Monitor Apache Cassandra with open-source Software

Updated: Jun 9

Apache Cassandra cluster is a distributed system. Monitoring this cluster is not an easy task. There are a few monitoring tools for Cassandra in the market. Most of them are commercial products. Today we are going to use open source software to monitor Cassandra cluster.



Monitor Cassandra with TIG System

In our env, we use telegraf/Influxdb/Grafana to monitor Cassandra performance. This monitoring package is open source software. We can download and use them for free.


There is an official input jolokia2 for Cassandra cluster in telegraf agent. We can use it directly. The following telegraf agent configuration file covers the basic OS metrics and Cassandra metrics.


Usually, there are many nodes in one Cassandra cluster. Using automation tool like ansible to deploy this can save us a lot of time.




[global_tags]
  cluster_name = "{{ clustername }}"
  dc = "{{ dc }}"
[agent]
  interval = "30s"
  round_interval = true
  metric_batch_size = 1000
  metric_buffer_limit = 10000
  collection_jitter = "0s"
  flush_interval = "10s"
  flush_jitter = "0s"
  precision = ""
  debug = true
  logfile = "/var/log/telegraf/telegraf.log"
  logfile_rotation_max_size = "10MB"
  logfile_rotation_max_archives = 10
  hostname = ""
  omit_hostname = false
[[outputs.influxdb]]
 urls = ["http://xxxx:8086"] :repalce this with your influx db IP
  database = "telegraf"
[[inputs.cpu]]
  percpu = true
  totalcpu = true
  collect_cpu_time = false
  report_active = false
[[inputs.disk]]
  ignore_fs = ["tmpfs", "devtmpfs", "devfs", "iso9660", "overlay", "aufs", "squashfs"]
[[inputs.diskio]]
[[inputs.kernel]]
[[inputs.mem]]
[[inputs.processes]]
[[inputs.swap]]
[[inputs.system]]
[[inputs.jolokia]]
   context = "/jolokia/"
   [[inputs.jolokia.servers]]
    name = "as-server-01"
     host = "127.0.0.1"
     port = "8080"
   [[inputs.jolokia.metrics]]
     name = "heap_memory_usage"
     mbean  = "java.lang:type=Memory"
     attribute = "HeapMemoryUsage"
   [[inputs.jolokia.metrics]]
    name = "thread_count"
     mbean  = "java.lang:type=Threading"
     attribute = "TotalStartedThreadCount,ThreadCount,DaemonThreadCount,PeakThreadCount"
   [[inputs.jolokia.metrics]]
     name = "class_count"

○ ○ ○ ○ ○

### [Objective 1]
In the Cassandra monitoring article, why is an automation tool such as ansible recommended for the deployment?
### [Objective 2]
Print the passage of the Cassandra monitoring article from "Updated: Jun 9" to "and Cassandra metrics.".

Box-labeled dataset extracts
○ ○ ○ ○ ○

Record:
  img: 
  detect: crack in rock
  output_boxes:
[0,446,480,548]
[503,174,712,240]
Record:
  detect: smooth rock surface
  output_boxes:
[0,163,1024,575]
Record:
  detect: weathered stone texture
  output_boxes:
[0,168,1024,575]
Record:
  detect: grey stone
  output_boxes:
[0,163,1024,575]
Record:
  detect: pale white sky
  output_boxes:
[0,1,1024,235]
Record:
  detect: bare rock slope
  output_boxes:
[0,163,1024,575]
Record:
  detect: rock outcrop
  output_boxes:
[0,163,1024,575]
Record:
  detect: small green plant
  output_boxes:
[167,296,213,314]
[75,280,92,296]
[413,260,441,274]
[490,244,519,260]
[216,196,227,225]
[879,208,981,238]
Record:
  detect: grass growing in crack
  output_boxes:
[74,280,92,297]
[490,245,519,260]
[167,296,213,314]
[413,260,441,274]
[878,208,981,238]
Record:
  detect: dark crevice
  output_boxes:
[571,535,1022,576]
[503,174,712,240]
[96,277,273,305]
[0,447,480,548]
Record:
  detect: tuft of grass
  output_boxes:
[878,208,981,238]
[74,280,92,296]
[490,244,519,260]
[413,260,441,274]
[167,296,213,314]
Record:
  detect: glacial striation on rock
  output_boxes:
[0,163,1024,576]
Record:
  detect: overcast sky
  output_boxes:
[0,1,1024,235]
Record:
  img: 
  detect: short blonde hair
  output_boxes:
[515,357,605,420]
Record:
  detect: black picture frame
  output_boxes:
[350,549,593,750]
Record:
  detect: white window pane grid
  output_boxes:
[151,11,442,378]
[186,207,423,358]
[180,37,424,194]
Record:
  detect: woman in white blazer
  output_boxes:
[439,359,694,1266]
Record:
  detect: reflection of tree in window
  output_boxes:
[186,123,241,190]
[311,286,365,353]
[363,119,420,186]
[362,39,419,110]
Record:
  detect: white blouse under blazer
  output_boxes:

○ ○ ○ ○ ○

### [Task output 1]
A Cassandra cluster usually has many nodes, so using an automation tool like ansible to deploy the configuration saves a lot of time.

### [Task output 2]
Updated: Jun 9

Apache Cassandra cluster is a distributed system. Monitoring this cluster is not an easy task. There are a few monitoring tools for Cassandra in the market. Most of them are commercial products. Today we are going to use open source software to monitor Cassandra cluster.



Monitor Cassandra with TIG System

In our env, we use telegraf/Influxdb/Grafana to monitor Cassandra performance. This monitoring package is open source software. We can download and use them for free.


There is an official input jolokia2 for Cassandra cluster in telegraf agent. We can use it directly. The following telegraf agent configuration file covers the basic OS metrics and Cassandra metrics.